La violencia que entra por los ojos

La violencia no siempre llega con un golpe. A veces entra por la pantalla, se disfraza de comentario “de opinión”, se maquilla de análisis político o se cuela en el chiste fácil que repite estereotipos.

Es una violencia que no ocasiona moretones, pero sí deja marcas: la violencia simbólica, política y mediática que las y los adultos reproducimos sin darnos cuenta y que termina educando, moldeando y, en muchos casos, deformando la mirada que las infancias y juventudes tienen de su propio entorno y sociedad.

Las y los menores y jóvenes crecen oyendo a las personas adultas atacar, ridiculizar, discriminar, clasificar: “los de allá son flojos”, “esa gente no sabe pensar”, “los pobres así son”, “los migrantes vienen a quitarnos algo”. Así, sin golpes ni insultos directos, se va sembrando en ellas y ellos un imaginario de jerarquías y desprecios que aprenden como si fueran verdad. Las nuevas generaciones no nacen polarizadas: las polarizamos nosotros.

Tareas por realizar:
A) Enumere las frases que, según el texto sobre la violencia simbólica, las y los menores y jóvenes oyen decir a las personas adultas.
B) Retome el texto sobre la violencia simbólica a partir de su última oración y continúe su redacción.

Material extractado:
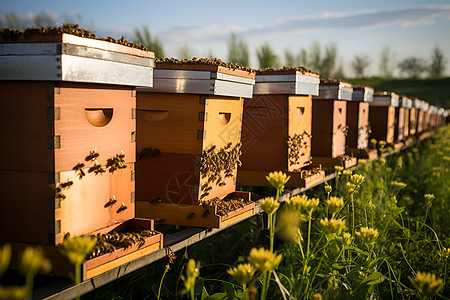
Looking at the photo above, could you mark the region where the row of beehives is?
==
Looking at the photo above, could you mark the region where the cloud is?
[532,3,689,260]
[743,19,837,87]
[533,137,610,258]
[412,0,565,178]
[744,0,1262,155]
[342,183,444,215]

Respuestas en orden:
A)
- “los de allá son flojos”
- “esa gente no sabe pensar”
- “los pobres así son”
- “los migrantes vienen a quitarnos algo”

B)
La política, cada vez más convertida en espectáculo, contribuye a esta pedagogía de la hostilidad. Los discursos que buscan dividir para sumar votos, los influencers que monetizan insultos, los opinadores que gritan más fuerte que lo que piensan: todo ello forma un paisaje emocional donde la agresión se vuelve normal. En ese ambiente, pedirle a un adolescente que sea tolerante y dialogante es como pedirle que respire oxígeno en un cuarto lleno de humo.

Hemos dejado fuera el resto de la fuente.